SOURCE MATERIAL
┌──

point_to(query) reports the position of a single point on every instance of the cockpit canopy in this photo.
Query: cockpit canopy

└──
┌──

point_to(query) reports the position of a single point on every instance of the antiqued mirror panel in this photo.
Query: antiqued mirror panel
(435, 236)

└──

BRIEF
Pull each line holding "single" out of the listing.

TASK ANSWER
point_to(query) reports the position of a single point on every instance of the cockpit canopy in this photo.
point_to(query) reports the position of a single point on every instance of the antiqued mirror panel in this photo.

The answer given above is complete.